• _What needs to be done_
The copy has to match the records word for word and include no pictures.

(Data for review Opens)

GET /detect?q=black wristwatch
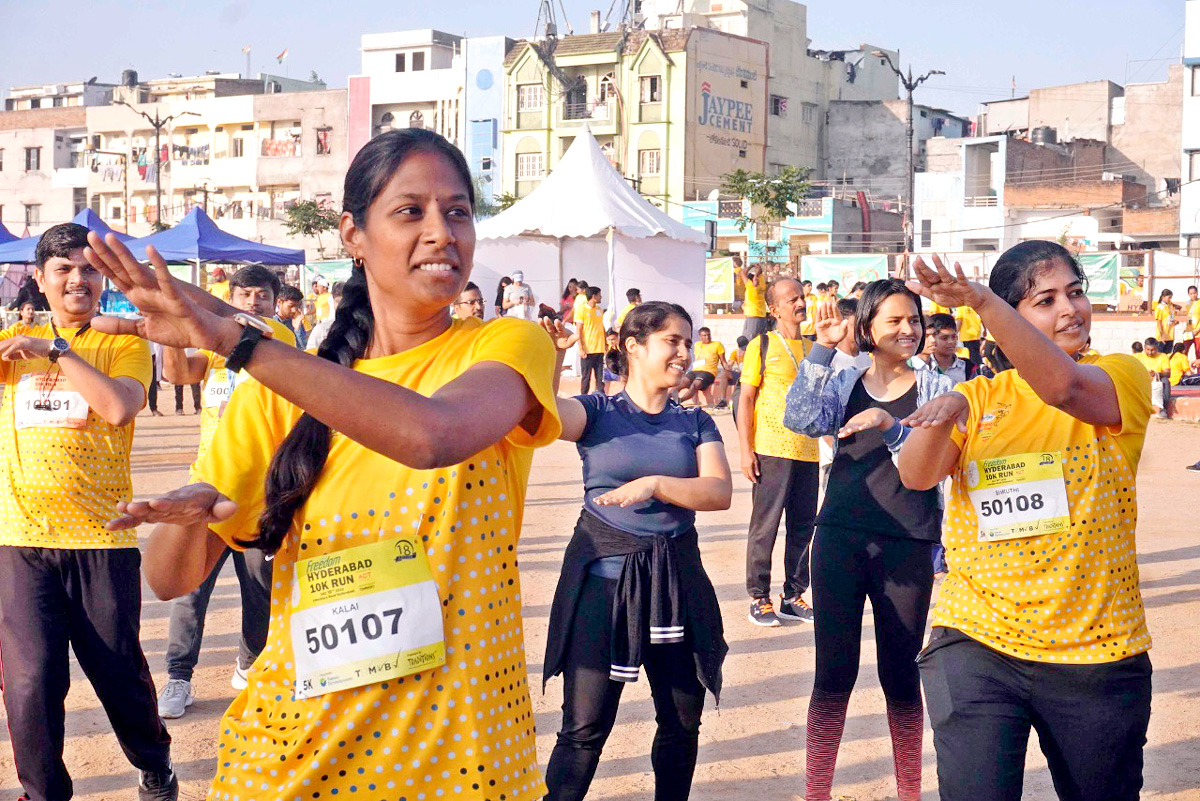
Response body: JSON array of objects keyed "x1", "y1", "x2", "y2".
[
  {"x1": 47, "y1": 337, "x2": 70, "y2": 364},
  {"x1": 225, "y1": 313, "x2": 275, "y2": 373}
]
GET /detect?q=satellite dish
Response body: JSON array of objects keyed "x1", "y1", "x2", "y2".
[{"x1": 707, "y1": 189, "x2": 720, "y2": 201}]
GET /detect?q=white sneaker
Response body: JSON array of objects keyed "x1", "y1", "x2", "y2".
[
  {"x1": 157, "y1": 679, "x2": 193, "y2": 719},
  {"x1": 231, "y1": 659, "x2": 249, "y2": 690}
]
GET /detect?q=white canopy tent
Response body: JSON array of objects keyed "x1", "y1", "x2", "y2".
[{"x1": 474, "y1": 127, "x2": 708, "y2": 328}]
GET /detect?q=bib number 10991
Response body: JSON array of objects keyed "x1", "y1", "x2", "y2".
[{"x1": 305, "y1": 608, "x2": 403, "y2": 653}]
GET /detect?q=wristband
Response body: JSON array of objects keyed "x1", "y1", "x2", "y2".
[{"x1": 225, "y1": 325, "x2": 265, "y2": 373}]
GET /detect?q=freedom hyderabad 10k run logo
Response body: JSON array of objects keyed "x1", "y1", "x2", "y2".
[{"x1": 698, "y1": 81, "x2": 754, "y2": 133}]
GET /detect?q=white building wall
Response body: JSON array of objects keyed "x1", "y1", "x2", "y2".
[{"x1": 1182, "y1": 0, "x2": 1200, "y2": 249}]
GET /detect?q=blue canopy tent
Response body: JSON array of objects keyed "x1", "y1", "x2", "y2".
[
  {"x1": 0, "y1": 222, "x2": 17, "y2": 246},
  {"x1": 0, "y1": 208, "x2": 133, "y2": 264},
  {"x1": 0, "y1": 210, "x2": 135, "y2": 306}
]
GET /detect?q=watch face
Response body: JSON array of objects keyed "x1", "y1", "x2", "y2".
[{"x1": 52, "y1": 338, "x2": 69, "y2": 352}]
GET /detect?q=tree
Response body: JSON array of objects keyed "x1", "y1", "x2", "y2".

(Data for review Closes)

• _Written response_
GET /detect?q=black wristwatch
Response body: JSON array of objects keyed "x1", "y1", "x2", "y2".
[
  {"x1": 47, "y1": 337, "x2": 70, "y2": 364},
  {"x1": 225, "y1": 313, "x2": 275, "y2": 373}
]
GET /detect?q=satellite dish
Response body: JSON array of objects keyed "x1", "y1", "x2", "y2".
[{"x1": 707, "y1": 189, "x2": 720, "y2": 201}]
GET /detect?q=white sneaker
Response body: JSON array of objects keyed "x1", "y1", "x2", "y2".
[
  {"x1": 157, "y1": 679, "x2": 193, "y2": 719},
  {"x1": 231, "y1": 659, "x2": 249, "y2": 690}
]
GET /detect?q=white canopy tent
Response body: JSON array of objects keyed "x1", "y1", "x2", "y2".
[{"x1": 474, "y1": 127, "x2": 708, "y2": 328}]
GET /detect?q=bib number 10991
Response body: JSON array of objects keyed "x1", "y1", "x2", "y2".
[{"x1": 305, "y1": 608, "x2": 403, "y2": 653}]
GET /detect?q=wristband
Response body: JSON array of objects keyed "x1", "y1", "x2", "y2".
[{"x1": 225, "y1": 325, "x2": 265, "y2": 373}]
GET /detect?q=freedom hyderabad 10k run logo
Response body: JSON array of objects keyed "x1", "y1", "x2", "y2".
[{"x1": 698, "y1": 81, "x2": 754, "y2": 133}]
GET /detect?q=white building wall
Response body: JSON array of objects keyed "x1", "y1", "x2", "y2".
[{"x1": 1182, "y1": 0, "x2": 1200, "y2": 249}]
GET /detect?q=blue canopy tent
Response body: JSON array of objects keyed "x1", "y1", "x2", "y2".
[
  {"x1": 0, "y1": 222, "x2": 17, "y2": 246},
  {"x1": 0, "y1": 208, "x2": 133, "y2": 264},
  {"x1": 0, "y1": 210, "x2": 135, "y2": 306}
]
GET /detect?q=watch face
Response body: JSON array of objects keyed "x1", "y1", "x2", "y2".
[{"x1": 52, "y1": 338, "x2": 69, "y2": 352}]
GET /detect?q=tree
Response body: JSON array of objects keyed "x1", "y1", "x2", "y2".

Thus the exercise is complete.